Given problem — Write each line out again exactly as written.

Coordinate labeling data:
----------

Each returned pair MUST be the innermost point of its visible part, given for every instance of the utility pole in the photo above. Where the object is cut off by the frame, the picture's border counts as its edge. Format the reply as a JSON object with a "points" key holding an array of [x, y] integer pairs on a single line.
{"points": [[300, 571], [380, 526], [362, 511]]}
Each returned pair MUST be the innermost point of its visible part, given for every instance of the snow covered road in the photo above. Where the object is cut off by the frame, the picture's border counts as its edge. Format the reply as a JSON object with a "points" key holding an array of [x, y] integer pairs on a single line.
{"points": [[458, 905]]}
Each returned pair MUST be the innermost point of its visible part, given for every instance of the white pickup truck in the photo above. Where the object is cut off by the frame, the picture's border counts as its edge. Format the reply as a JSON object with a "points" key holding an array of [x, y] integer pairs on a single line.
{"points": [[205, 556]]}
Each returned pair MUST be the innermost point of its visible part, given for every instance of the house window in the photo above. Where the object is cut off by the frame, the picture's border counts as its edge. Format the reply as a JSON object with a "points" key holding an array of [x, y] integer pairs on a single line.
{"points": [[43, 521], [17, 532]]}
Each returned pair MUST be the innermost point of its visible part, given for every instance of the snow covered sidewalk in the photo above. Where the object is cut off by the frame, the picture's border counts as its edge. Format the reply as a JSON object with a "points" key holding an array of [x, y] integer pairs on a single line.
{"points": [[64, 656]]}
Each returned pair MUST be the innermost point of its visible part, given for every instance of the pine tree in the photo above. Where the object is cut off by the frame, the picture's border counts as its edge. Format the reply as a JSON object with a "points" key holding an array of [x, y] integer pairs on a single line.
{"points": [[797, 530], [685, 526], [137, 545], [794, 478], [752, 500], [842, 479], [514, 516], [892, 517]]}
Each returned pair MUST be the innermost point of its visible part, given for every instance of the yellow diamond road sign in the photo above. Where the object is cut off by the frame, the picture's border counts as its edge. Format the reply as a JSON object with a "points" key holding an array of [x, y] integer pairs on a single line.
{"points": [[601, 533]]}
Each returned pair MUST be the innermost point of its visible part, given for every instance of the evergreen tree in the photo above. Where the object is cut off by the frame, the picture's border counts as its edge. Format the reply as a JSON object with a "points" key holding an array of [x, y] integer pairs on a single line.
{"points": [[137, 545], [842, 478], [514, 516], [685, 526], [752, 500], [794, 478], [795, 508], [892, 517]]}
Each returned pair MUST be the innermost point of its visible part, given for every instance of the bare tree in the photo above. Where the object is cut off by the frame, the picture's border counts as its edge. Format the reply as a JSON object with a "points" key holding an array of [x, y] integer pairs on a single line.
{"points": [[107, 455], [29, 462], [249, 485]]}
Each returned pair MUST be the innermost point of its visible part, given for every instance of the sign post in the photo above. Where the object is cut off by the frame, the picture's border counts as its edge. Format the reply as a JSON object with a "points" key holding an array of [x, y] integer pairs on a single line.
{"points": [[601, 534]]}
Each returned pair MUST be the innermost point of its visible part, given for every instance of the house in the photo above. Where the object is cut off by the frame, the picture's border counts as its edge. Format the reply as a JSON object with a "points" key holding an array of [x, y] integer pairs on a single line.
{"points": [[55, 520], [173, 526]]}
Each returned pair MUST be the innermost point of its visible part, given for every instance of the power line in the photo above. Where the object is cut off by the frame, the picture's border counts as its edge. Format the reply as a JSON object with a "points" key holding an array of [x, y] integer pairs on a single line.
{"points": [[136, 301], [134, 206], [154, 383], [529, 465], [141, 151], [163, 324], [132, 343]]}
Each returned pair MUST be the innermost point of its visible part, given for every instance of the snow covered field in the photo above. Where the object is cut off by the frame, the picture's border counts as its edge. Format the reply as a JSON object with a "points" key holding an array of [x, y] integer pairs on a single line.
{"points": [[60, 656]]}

----------

Exercise solution —
Each returned pair MUST be the innermost point of its visible part, given for every instance of the utility pole in the photo above. Where the object is cut off by the frame, the picture's border counts as its edge. Format the reply as a JSON object with a "points" key holding an array of [x, y] integer pairs on a single line.
{"points": [[300, 571], [380, 526], [362, 511]]}
Each returned pair MUST be the innermost point of its visible part, given for every instance of the snow covered road in the photo above. Where the object is cut off by the frame, the picture's border counts as its edge. Format the reply as a JSON object with a "points" key holding an array of [x, y] integer pairs on a single line.
{"points": [[458, 905]]}
Each returned pair MUST be the innermost point of its visible part, given for every instance of the white pickup truck in the photo above. Where the object is cut off by the frame, the picture's border counts as its edge. Format the reply as a JSON object with a "points" key holding an array of [x, y] integer pairs on a single line.
{"points": [[205, 556]]}
Each returned pair MUST be the innermost point of its visible part, given for every instance of the house window in the photo above. Where the object is cut off by the frame, the picture's border counts as its edge. Format the reply as a JSON object with a "points" key holding an array of [x, y] integer pairs on a single line.
{"points": [[43, 521], [17, 532]]}
Each returned pair MUST be the innermost point of its visible part, given for every instance of the snow covered sidewalk in the photo above. Where the object is cut off by the frame, the picture's border counts as its edge. Format the reply as a JSON object with a "points" key holding an array of [x, y] integer pairs on a single line.
{"points": [[64, 656]]}
Each returned pair MUST be the innermost point of its visible part, given for every instance of the pine tree in the photo above. Where the object is cut off by the frame, the picture's border counts as its edge. Format the reply as a JSON object with a "points" key holding an array of [x, y] integer pairs on a single line.
{"points": [[797, 530], [685, 526], [137, 545], [794, 478], [752, 500], [842, 479], [514, 516], [892, 517]]}
Each returned pair MUST be the innermost point of its visible part, given for every instance of the yellow diamond road sign in the photo above. Where the object is cut off by the frame, the picture's border counts as its edge. Format the reply as a JSON object with a "points" key holding an array of [x, y] integer pairs on a single line.
{"points": [[601, 533]]}
Each returned pair MUST be the innermost point of its visible part, given for every instance of the evergreen tree in the photo above. Where the object is cut off by the frame, the picture's border counts as its edge. Format the reply as a JSON object with a "points" key holding an array of [x, y] integer pairs on a single line.
{"points": [[137, 545], [842, 478], [514, 516], [685, 526], [752, 500], [794, 478], [795, 508], [892, 517]]}
Each returned pair MUST be the innermost point of its visible part, given for every instance of the bare tree in the photo above. Where the object is cut off by the frame, the picture's border counts as its edge. Format the reply as a JSON object with a "points" key holding an array of [x, y] integer pairs on a single line.
{"points": [[107, 455], [29, 462], [249, 485]]}
Each returned pair MUST be the innermost point of its visible part, given for every instance of the sign post in the photo above. Where the object is cut off by the frame, the picture's border counts as its edge. Format the reply as a JSON object with a "points" key holding an array of [x, y] integer pairs on a single line.
{"points": [[601, 534]]}
Each returned pair MUST be the innermost point of its visible part, given for every instance of the house in the photo above. Where the object is cut off by the frame, the picture's border counts as its edge. Format the reply as a JSON object with a "points" key holding an array of [x, y] integer pairs on a single line.
{"points": [[55, 520], [173, 526]]}
Each returned pair MUST be the innermost point of its visible part, given for every instance of the power line in the photo above. Where the object is cut off by the frame, the picture's border counts as its edge. Format the reply as a JSON object with a "points" key holding an array of [x, y] integer pairs on a single line.
{"points": [[136, 301], [134, 206], [154, 383], [529, 465], [141, 151], [163, 324], [132, 343]]}
Each returned pair MUST be the innermost point of its visible part, given for every instance of the snow covered field in the photo above. Where the object is cut off by the frame, the picture's border counts as its edge. Format the reply as a JSON object with a "points" key holding an array of [x, y] integer pairs on a single line.
{"points": [[60, 656]]}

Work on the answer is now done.